The eye is very much like a film camera. There is a lens at the front, and a 'film' at the rear. The 'film' is the inside back wall of the eyeball and is called the retina. This retina consists of millions of light-sensitive cells that convert light into electical signals that flow up the optic nerve (a nerve emerging from the back of the eyeball) into the brain for processing into what we know as vision.

The cells in the retina can be divided into two kinds. Rods (becasue they are shaped like rods!) are sensitive to light and shade and work well in the daytime, but also at night. If you had only rod cells you would see in black and white. However, another kind of cell - cones - exist (again called cones becasue of their shape) in the retina, and these are sensitive to different colors.

Someone with color blindness either has fewer cone cells, or their cone cells are not working as well as they should. As a result they see fine (thanks to the rods) but their color perception is not as good as it should be, depending upon which 'color' cone cells are nor working.

The most common cause of color blindness is confusion between red and green. Very few people are totally color blind (ie they see in black and white only) - most seem to have some color vision but get confused between certain colors. Oh, and for some strange genetic reason, far more men are color blind than women.

Just lie to say that i have been color blind since birth and have never found such a good jargon free answer. Thnaks

True colorblindness is when someone can only see black, white, and shades of grey. Colorblindness is actually a misconception and is better explained by using the term color vision deficiency. True colorblindness is very rare but color vision deficiencies effects approximately 1 in every 10 men. 99% of the men who are diagnosed as being colorblind are what is known as red/green color deficient.

──────────────────────────────

Can you copy the color blindness passage word for word, starting at "The eye is very" and ending at "know as vision."?

──────────────────────────────

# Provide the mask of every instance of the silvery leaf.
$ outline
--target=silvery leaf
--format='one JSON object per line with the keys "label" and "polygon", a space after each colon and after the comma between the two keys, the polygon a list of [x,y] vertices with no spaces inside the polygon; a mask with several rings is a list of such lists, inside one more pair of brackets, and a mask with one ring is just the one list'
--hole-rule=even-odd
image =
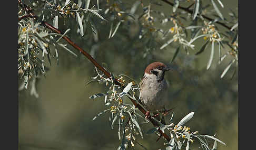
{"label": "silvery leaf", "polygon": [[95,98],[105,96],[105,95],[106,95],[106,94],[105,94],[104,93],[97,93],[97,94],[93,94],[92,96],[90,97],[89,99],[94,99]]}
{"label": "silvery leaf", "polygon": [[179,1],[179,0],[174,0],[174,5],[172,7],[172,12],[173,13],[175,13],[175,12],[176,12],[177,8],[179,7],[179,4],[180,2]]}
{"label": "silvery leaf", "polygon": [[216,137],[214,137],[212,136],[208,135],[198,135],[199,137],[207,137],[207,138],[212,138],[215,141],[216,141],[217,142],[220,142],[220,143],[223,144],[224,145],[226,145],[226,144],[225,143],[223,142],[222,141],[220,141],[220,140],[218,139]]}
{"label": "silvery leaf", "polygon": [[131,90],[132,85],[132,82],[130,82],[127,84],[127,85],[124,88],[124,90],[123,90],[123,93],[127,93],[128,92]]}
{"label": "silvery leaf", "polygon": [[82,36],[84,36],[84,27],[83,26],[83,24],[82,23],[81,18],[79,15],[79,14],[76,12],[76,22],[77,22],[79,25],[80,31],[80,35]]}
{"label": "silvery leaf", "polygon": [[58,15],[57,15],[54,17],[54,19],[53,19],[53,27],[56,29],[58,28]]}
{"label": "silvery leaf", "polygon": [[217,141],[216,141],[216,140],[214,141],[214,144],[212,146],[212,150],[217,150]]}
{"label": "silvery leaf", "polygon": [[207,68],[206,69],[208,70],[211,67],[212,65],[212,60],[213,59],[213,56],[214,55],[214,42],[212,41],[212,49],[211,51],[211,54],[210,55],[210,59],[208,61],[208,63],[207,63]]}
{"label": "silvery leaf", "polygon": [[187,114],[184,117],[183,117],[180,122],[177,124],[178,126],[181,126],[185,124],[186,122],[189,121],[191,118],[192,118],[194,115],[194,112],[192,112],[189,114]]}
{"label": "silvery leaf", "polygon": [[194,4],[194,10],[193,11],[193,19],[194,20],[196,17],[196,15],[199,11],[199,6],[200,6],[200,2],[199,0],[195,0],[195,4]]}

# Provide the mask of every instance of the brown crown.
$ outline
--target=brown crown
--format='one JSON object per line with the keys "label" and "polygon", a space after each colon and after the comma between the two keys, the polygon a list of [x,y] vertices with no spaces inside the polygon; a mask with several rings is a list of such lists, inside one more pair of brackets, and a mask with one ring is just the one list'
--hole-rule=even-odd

──────────────────────────────

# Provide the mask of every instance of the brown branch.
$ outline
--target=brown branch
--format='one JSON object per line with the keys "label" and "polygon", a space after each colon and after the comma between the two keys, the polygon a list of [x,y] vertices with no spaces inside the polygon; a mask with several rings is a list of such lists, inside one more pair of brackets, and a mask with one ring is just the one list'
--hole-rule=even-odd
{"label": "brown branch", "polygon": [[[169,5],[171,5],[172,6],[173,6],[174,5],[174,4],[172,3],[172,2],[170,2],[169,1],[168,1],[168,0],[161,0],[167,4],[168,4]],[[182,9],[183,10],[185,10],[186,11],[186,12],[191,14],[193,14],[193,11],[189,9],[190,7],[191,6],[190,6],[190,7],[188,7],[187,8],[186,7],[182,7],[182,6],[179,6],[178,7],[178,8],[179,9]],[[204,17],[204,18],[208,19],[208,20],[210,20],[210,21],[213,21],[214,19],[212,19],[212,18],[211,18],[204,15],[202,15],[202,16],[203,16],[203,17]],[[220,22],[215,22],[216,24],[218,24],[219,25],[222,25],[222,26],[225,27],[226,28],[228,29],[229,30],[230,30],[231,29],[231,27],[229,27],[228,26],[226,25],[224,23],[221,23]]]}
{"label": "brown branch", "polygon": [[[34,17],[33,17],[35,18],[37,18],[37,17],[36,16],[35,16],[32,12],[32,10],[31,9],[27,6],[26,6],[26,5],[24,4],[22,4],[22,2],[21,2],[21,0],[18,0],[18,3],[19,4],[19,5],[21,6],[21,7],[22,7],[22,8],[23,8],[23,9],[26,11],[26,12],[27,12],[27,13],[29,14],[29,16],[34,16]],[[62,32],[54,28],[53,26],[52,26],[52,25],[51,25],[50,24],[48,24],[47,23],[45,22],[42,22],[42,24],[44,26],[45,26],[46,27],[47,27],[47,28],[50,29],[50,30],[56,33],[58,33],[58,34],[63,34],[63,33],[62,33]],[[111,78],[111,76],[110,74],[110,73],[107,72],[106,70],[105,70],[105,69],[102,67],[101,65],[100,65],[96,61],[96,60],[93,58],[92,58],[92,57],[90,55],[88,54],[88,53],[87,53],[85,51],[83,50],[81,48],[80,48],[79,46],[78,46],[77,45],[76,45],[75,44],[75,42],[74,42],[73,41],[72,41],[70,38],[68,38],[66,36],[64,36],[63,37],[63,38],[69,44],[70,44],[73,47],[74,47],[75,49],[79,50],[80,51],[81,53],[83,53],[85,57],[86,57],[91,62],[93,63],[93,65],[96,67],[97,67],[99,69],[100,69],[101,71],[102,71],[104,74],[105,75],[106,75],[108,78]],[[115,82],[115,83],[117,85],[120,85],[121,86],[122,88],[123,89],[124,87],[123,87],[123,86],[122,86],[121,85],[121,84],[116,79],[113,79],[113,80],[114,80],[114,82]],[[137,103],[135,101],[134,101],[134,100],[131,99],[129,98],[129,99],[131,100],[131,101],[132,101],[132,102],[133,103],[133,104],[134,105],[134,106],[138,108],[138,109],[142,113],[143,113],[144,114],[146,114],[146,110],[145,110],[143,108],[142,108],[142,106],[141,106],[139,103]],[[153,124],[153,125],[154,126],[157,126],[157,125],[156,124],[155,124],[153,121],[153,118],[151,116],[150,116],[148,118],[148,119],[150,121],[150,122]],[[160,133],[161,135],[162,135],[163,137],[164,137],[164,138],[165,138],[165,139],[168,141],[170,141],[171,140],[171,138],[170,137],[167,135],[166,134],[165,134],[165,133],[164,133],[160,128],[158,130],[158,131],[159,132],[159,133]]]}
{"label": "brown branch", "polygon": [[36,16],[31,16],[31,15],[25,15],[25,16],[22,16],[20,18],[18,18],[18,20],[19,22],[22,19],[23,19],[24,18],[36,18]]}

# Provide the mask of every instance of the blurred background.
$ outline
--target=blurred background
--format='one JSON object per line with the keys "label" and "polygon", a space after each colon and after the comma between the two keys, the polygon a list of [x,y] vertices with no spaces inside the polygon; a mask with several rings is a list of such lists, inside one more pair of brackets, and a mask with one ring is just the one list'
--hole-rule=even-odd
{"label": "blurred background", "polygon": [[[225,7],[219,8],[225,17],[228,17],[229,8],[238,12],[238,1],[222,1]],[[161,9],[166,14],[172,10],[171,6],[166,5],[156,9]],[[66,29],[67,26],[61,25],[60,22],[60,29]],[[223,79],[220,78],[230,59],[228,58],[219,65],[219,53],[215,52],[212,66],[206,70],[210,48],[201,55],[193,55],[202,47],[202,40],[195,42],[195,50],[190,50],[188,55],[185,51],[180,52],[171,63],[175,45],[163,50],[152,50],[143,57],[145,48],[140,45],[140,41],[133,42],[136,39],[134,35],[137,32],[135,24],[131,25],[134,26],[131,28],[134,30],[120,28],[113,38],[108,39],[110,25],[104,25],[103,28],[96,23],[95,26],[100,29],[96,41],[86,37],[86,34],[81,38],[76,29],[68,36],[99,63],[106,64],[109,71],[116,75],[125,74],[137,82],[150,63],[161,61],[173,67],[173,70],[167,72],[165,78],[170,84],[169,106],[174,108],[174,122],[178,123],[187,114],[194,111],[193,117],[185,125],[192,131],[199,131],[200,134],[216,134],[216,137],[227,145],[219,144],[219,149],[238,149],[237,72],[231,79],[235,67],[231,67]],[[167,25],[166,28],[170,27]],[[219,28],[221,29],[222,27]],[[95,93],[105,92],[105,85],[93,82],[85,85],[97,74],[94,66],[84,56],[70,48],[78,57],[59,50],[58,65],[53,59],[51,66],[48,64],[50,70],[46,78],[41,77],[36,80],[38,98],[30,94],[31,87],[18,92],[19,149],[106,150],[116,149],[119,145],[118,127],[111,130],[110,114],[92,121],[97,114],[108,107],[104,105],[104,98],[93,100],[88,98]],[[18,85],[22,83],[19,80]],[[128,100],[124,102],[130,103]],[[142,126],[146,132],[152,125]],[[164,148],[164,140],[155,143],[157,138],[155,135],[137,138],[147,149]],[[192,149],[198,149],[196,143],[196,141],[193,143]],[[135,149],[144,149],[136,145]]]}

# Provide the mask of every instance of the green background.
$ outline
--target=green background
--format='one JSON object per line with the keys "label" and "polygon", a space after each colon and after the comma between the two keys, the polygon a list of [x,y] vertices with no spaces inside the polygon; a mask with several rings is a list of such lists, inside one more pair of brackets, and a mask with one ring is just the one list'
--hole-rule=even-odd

──────────────────────────────

Output for this exercise:
The eye is very much like a film camera. There is a lens at the front, and a 'film' at the rear. The 'film' is the inside back wall of the eyeball and is called the retina. This retina consists of millions of light-sensitive cells that convert light into electical signals that flow up the optic nerve (a nerve emerging from the back of the eyeball) into the brain for processing into what we know as vision.